I’ll also go over a few other important developments in antitrust.
The trial of Meta’s acquisition of metaverse company Within began today.
Congress is nearing failure in the attempt to deliver on antitrust legislation.
The Biden administration encouraged the Supreme Court to attack Google’s core business model.
“The largest digital platforms are enormous and there are a number of antitrust investigations and actions that indicate a widespread concern about competition problems with those platforms. However, it is not correct to equate ‘big’ with ‘bad.’” - Microsoft consultant and former Obama antitrust enforcer Fiona Scott Morton
The Nice Monopolist
A little less than a year ago, Microsoft announced the biggest tech merger of the year, a $69 billion takeover of video game maker Activision, which makes popular games such as Call of Duty, World of Warcraft, Diablo, and Overwatch. At the time, I characterized the deal as ‘bringing a cannon to a knife-fight,’ because Microsoft doesn’t actually make money through its video game division and doesn’t need to. It simply cross-subsidizes its entry and dominance in gaming from its various other revenue streams, whether that’s Microsoft Office, Windows, or cloud computing.
And this is not a fair fight. While Microsoft’s market capitalization is $1.8 trillion, its main rival in gaming, Sony, has a market capitalization of $100 billion.
Today, the Federal Trade Commission announced it will be suing to block the deal. The FTC argues that Microsoft, if it completes the acquisition, could use Activision’s ‘must-have’ content to privilege its own services, including its Xbox gaming platform, its Game Pass subscription service, and its cloud-based game offering. It could deny this content to its rival, Sony, to encourage consumers to use its Xbox console instead of Sony’s Playstation, and more broadly, Microsoft products and platforms instead of those of rivals.
This is a legitimate threat. People buy video game systems based on the games available on those systems. How must-have are Activision games? Call of Duty, from its launch in 2003 up through 2020, has generated $27 billion in revenues, and comprised 10 of the top 15 console games sold between 2010–2019. That’s… a lot. It’s also a multi-player game, so it has lock-in, because people want to play with their friends. If you can’t get Call of Duty on a platform, you will likely buy a different platform. And that’s the leverage Microsoft is trying to get with the purchase of Activision.

- **DATA**
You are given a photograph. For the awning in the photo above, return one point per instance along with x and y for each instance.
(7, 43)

- **JOB 1**
In the antitrust piece, write out the text starting at "The trial of" and ending at "on antitrust legislation.".
- **JOB 2**
Shorten the paragraph of the antitrust piece that begins "This is a legitimate threat," keeping its main facts.

- **FINAL ANSWER 1**
The trial of Meta’s acquisition of metaverse company Within began today.
Congress is nearing failure in the attempt to deliver on antitrust legislation.

- **FINAL ANSWER 2**
The threat is real because people pick video game systems based on the games those systems offer. Call of Duty shows how important Activision's games are. From its 2003 launch through 2020 it earned $27 billion in revenue, and it made up 10 of the top 15 console games sold between 2010 and 2019. It is also a multiplayer game, which creates lock-in because people want to play with their friends. Anyone who can't get it on a platform will likely buy a different platform. That is the leverage Microsoft wants from buying Activision.